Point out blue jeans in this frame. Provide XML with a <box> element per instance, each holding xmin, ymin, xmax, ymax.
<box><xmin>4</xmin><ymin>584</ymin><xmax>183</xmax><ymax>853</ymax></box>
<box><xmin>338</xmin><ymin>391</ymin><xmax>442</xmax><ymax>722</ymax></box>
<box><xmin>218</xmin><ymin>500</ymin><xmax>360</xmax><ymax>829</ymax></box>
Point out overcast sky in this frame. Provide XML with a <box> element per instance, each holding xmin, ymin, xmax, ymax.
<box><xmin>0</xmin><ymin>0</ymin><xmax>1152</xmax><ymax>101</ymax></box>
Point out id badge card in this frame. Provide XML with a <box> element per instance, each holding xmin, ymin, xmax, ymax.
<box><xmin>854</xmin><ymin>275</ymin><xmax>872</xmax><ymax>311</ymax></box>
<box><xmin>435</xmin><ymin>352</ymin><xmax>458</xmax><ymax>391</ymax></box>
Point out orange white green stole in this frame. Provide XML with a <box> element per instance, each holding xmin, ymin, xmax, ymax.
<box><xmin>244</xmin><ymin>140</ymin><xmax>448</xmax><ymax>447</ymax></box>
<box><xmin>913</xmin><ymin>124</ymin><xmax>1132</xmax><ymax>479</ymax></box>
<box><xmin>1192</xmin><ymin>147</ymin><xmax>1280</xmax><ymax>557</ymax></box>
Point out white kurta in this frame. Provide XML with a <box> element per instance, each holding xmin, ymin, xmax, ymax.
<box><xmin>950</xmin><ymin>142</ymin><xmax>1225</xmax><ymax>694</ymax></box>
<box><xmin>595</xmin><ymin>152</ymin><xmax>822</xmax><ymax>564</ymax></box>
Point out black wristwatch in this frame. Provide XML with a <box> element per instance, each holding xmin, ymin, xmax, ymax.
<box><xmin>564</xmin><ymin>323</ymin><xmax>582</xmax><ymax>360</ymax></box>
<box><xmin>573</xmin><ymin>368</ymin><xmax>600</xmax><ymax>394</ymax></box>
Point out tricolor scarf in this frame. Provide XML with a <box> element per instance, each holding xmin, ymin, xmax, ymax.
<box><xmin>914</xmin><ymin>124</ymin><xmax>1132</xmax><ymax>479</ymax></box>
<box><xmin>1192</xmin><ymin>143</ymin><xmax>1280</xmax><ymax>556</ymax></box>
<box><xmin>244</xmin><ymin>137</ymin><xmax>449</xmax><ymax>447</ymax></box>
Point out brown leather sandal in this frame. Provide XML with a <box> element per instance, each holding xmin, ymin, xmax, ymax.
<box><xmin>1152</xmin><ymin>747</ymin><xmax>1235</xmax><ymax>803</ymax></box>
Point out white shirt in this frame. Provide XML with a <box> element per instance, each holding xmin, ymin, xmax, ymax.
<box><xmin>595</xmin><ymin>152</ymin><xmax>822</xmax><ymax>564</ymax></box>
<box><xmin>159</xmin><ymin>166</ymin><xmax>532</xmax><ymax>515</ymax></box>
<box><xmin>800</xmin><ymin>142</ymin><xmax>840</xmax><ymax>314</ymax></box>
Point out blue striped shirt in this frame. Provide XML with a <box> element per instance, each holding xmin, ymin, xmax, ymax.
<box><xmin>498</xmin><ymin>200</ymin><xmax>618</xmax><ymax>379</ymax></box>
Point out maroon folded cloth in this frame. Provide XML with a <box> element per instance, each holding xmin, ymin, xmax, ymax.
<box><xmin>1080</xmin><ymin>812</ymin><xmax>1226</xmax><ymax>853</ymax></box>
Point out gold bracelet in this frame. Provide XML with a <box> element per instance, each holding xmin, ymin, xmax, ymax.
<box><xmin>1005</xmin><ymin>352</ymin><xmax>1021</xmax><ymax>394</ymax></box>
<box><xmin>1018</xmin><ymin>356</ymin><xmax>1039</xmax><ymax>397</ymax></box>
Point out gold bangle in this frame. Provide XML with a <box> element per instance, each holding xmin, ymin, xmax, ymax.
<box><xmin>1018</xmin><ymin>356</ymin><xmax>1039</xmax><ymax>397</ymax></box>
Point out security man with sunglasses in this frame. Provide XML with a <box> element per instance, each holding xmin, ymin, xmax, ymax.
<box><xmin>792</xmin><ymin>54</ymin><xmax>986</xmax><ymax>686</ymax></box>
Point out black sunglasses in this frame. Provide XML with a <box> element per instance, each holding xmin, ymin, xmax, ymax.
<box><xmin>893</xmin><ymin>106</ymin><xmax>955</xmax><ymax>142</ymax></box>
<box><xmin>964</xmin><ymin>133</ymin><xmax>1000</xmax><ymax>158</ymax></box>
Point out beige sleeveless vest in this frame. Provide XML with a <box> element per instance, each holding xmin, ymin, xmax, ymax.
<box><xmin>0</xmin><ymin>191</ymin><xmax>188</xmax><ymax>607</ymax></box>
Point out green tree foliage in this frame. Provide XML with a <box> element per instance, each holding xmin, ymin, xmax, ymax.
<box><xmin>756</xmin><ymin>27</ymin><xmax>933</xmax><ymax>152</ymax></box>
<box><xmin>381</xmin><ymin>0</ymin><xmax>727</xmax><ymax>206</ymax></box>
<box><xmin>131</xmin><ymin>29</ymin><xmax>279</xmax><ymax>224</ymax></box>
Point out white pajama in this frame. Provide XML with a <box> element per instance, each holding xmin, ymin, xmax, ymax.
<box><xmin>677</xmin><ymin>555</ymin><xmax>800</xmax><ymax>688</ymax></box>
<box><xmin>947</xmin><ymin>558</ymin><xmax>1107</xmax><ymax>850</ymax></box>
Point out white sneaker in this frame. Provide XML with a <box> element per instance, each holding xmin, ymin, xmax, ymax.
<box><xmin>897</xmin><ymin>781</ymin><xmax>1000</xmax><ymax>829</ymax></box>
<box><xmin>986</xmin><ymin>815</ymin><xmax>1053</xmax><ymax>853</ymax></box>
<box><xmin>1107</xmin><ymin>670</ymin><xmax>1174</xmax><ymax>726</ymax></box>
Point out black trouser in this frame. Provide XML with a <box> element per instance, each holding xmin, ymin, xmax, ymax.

→ **Problem requirements**
Extract every line from the records above that contains the word "white".

→ **Answer to this task**
Point out orange white green stole in this frame. Provide XML with a <box> element per instance, each holding xmin, ymin, xmax, ymax.
Point out white kurta in this frame. Provide XML with a <box> element per instance, each holding xmin, ymin, xmax, ymax.
Point out white shirt in this frame. Provide XML with a <box> element per instance, each holding xmin, ymin, xmax, ymax.
Point out white pajama in this frame. Provide XML with a <box> element per instance, each holding xmin, ymin, xmax, ymax.
Point out white sneaker in this frame. Provide XML with a <box> element per instance, each holding xmin, ymin, xmax, ymax.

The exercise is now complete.